Start of Extracted entries
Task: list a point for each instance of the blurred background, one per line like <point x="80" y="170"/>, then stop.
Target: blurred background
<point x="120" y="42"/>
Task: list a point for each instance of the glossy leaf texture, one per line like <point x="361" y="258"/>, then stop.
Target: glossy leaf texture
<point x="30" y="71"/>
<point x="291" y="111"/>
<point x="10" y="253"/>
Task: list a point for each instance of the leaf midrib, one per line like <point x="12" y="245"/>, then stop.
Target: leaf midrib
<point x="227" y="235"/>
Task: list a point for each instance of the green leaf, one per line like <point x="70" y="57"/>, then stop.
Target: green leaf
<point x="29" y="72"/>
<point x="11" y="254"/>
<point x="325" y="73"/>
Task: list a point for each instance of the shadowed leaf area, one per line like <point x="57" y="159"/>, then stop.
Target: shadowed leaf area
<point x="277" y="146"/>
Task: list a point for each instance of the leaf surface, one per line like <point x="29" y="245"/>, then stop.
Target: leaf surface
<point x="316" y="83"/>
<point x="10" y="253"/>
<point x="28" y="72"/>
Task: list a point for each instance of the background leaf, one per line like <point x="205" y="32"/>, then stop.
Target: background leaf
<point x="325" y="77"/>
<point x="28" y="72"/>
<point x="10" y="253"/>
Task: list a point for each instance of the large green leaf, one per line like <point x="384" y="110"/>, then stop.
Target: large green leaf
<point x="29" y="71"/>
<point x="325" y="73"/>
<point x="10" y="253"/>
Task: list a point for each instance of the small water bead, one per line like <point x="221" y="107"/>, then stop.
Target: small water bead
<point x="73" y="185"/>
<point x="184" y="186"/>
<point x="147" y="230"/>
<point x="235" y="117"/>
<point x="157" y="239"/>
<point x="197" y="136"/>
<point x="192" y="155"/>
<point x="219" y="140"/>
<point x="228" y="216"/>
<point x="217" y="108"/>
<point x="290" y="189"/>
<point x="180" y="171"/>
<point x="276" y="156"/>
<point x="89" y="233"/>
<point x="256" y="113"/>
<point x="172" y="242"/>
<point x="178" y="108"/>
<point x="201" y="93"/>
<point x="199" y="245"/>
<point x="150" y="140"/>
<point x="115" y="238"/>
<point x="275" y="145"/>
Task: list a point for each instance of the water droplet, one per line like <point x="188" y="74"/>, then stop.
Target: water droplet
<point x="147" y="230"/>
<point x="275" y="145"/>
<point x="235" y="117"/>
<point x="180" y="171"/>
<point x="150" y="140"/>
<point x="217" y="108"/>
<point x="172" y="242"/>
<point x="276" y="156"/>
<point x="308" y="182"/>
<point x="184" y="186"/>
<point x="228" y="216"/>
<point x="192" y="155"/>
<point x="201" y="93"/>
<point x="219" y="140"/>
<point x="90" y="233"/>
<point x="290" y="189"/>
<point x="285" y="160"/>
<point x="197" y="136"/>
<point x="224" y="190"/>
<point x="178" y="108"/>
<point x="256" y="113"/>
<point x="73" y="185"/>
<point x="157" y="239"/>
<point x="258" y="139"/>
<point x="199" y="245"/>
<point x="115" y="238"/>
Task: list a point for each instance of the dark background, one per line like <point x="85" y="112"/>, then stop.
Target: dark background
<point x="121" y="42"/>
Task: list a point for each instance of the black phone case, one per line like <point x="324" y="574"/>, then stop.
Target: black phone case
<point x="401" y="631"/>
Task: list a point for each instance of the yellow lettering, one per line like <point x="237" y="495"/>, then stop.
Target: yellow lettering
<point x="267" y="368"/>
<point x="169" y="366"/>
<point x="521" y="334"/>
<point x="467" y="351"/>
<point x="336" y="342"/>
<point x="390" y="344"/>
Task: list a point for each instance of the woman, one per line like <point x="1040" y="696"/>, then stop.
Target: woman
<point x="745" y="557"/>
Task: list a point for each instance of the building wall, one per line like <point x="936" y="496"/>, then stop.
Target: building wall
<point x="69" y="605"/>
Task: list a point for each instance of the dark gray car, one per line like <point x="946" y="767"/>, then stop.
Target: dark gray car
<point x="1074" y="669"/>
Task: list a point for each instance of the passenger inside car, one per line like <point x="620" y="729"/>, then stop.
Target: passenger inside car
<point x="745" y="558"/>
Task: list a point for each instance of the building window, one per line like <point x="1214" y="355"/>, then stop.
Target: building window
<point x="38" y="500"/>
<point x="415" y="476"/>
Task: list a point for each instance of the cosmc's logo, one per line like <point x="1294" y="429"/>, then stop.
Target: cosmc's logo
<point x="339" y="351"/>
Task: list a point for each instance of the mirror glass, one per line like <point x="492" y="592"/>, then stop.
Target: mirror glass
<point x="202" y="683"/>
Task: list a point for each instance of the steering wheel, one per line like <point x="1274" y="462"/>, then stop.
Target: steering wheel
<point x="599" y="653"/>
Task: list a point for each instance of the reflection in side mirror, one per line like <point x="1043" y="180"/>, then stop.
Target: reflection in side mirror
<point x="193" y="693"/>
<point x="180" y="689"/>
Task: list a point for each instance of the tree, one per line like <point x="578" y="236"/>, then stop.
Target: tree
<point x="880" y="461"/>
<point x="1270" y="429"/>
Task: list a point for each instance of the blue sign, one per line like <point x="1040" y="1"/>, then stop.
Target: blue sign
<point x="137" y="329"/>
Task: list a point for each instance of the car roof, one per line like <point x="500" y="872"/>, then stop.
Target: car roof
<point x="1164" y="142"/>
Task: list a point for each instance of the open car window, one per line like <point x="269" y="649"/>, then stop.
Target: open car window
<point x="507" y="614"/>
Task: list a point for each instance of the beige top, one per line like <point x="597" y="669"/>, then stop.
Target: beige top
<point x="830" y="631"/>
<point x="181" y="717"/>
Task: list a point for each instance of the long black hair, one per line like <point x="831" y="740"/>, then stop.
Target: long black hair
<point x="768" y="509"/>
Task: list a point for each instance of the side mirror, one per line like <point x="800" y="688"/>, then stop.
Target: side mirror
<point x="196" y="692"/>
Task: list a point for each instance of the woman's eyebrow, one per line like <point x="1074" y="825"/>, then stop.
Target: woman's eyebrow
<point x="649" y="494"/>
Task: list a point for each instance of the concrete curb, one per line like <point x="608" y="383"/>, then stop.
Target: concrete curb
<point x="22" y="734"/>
End of Extracted entries
__Written request__.
Please return the data above exactly as given.

__Complete response__.
Task: list a point for each instance of the blurred background, one per line like <point x="80" y="170"/>, then stop.
Target: blurred background
<point x="120" y="42"/>
Task: list a point for each instance of the glossy leaf texture, one per line like <point x="361" y="258"/>, then stop.
Target: glossy leaf texture
<point x="30" y="71"/>
<point x="291" y="111"/>
<point x="10" y="253"/>
Task: list a point for each instance of the leaf midrib, one per line like <point x="12" y="245"/>, then stop.
Target: leaf midrib
<point x="227" y="235"/>
Task: list a point for each instance of the green leaf, one per line like <point x="70" y="57"/>, then stop.
Target: green leaf
<point x="29" y="72"/>
<point x="11" y="254"/>
<point x="325" y="73"/>
Task: list a point for each instance of the shadowed leaf area, one per line like <point x="57" y="159"/>, then stop.
Target: shadowed leaf area
<point x="277" y="146"/>
Task: list a point for each instance of the leaf surface, one per line like <point x="29" y="245"/>, then stop.
Target: leaf surface
<point x="316" y="83"/>
<point x="10" y="253"/>
<point x="28" y="72"/>
Task: list a point for each instance of the background leaf, one per line like <point x="205" y="32"/>, then stop.
Target: background leaf
<point x="325" y="77"/>
<point x="28" y="72"/>
<point x="10" y="253"/>
Task: list a point for each instance of the large green leaf, one per line like <point x="384" y="110"/>, then stop.
Target: large green leaf
<point x="29" y="71"/>
<point x="325" y="73"/>
<point x="10" y="253"/>
Task: list a point for each instance of the small water bead, one per line like <point x="221" y="107"/>, then stop.
Target: small water bead
<point x="73" y="185"/>
<point x="184" y="186"/>
<point x="147" y="230"/>
<point x="235" y="117"/>
<point x="157" y="239"/>
<point x="197" y="136"/>
<point x="192" y="155"/>
<point x="219" y="140"/>
<point x="228" y="216"/>
<point x="217" y="108"/>
<point x="290" y="189"/>
<point x="180" y="171"/>
<point x="276" y="156"/>
<point x="89" y="233"/>
<point x="256" y="113"/>
<point x="172" y="242"/>
<point x="178" y="108"/>
<point x="201" y="93"/>
<point x="199" y="245"/>
<point x="150" y="140"/>
<point x="115" y="238"/>
<point x="275" y="145"/>
Task: list a point for each instance of the water droplet, one per line like <point x="188" y="74"/>, then stop.
Target: water droplet
<point x="147" y="230"/>
<point x="275" y="145"/>
<point x="235" y="117"/>
<point x="180" y="171"/>
<point x="150" y="140"/>
<point x="217" y="108"/>
<point x="172" y="242"/>
<point x="276" y="156"/>
<point x="308" y="182"/>
<point x="184" y="186"/>
<point x="228" y="216"/>
<point x="192" y="155"/>
<point x="201" y="93"/>
<point x="219" y="140"/>
<point x="90" y="233"/>
<point x="290" y="189"/>
<point x="285" y="160"/>
<point x="197" y="136"/>
<point x="224" y="190"/>
<point x="178" y="108"/>
<point x="256" y="113"/>
<point x="73" y="185"/>
<point x="157" y="239"/>
<point x="258" y="139"/>
<point x="199" y="245"/>
<point x="115" y="238"/>
Task: list a point for each instance of the dark background, one per line like <point x="85" y="112"/>, then stop.
Target: dark background
<point x="121" y="42"/>
Task: list a point for each instance of the black phone case, one per line like <point x="324" y="574"/>, then stop.
Target: black phone case
<point x="401" y="631"/>
Task: list a point for each instance of the yellow lettering, one per line like <point x="237" y="495"/>, then stop.
Target: yellow lettering
<point x="267" y="368"/>
<point x="169" y="366"/>
<point x="521" y="334"/>
<point x="467" y="351"/>
<point x="336" y="342"/>
<point x="390" y="344"/>
Task: list a point for each instance of the woman, one per line like <point x="1040" y="696"/>, then stop.
Target: woman
<point x="745" y="557"/>
Task: list a point for each instance of the building wall, one per line like <point x="936" y="496"/>, then stop.
Target: building wall
<point x="69" y="605"/>
Task: list a point for each instance of the dark gray car, one per line like <point x="946" y="767"/>, then stop.
Target: dark gray car
<point x="1074" y="669"/>
Task: list a point for each instance of the passenger inside car, one per line like <point x="620" y="729"/>, then stop.
Target: passenger inside car
<point x="745" y="558"/>
Task: list a point for each instance of the building window, one per line like <point x="1214" y="355"/>, then stop.
Target: building window
<point x="38" y="500"/>
<point x="415" y="476"/>
Task: list a point for each instance of the cosmc's logo, one per line like <point x="1294" y="429"/>, then stop.
Target: cosmc's logo
<point x="339" y="351"/>
Task: list a point for each instance of the mirror glass, one per line like <point x="492" y="592"/>, then stop.
Target: mirror glass
<point x="202" y="683"/>
Task: list a point for each instance of the steering wheel, one per line like <point x="1274" y="462"/>, then stop.
Target: steering wheel
<point x="599" y="653"/>
Task: list a point for each instance of the reflection in side mirror, one per line like <point x="1043" y="180"/>, then stop.
Target: reflection in side mirror
<point x="193" y="693"/>
<point x="180" y="689"/>
Task: list a point for each instance of the tree, one per line like <point x="578" y="236"/>, then stop.
Target: tree
<point x="880" y="461"/>
<point x="1270" y="429"/>
Task: list a point for each instance of the blue sign, one per line like <point x="1040" y="1"/>, then stop.
Target: blue sign
<point x="137" y="329"/>
Task: list a point for each instance of the car roof, one per line like <point x="500" y="872"/>, then stop.
Target: car roof
<point x="1164" y="142"/>
Task: list a point for each instance of the open car window, one per line like <point x="269" y="649"/>, then stop.
Target: open car window
<point x="507" y="614"/>
Task: list a point for each instance of the beige top, one per line like <point x="597" y="669"/>, then stop.
Target: beige top
<point x="830" y="631"/>
<point x="181" y="717"/>
Task: list a point for each instance of the long black hair, one per line like <point x="831" y="740"/>, then stop.
Target: long black hair
<point x="768" y="509"/>
Task: list a point for each instance of the side mirror, one per line like <point x="800" y="688"/>, then stop.
Target: side mirror
<point x="196" y="692"/>
Task: list a point for each instance of the woman's eyebrow, one per line like <point x="1074" y="825"/>, then stop.
Target: woman's eyebrow
<point x="649" y="494"/>
Task: list a point for each instance of the concrete curb, one per line like <point x="608" y="383"/>, then stop.
Target: concrete curb
<point x="22" y="734"/>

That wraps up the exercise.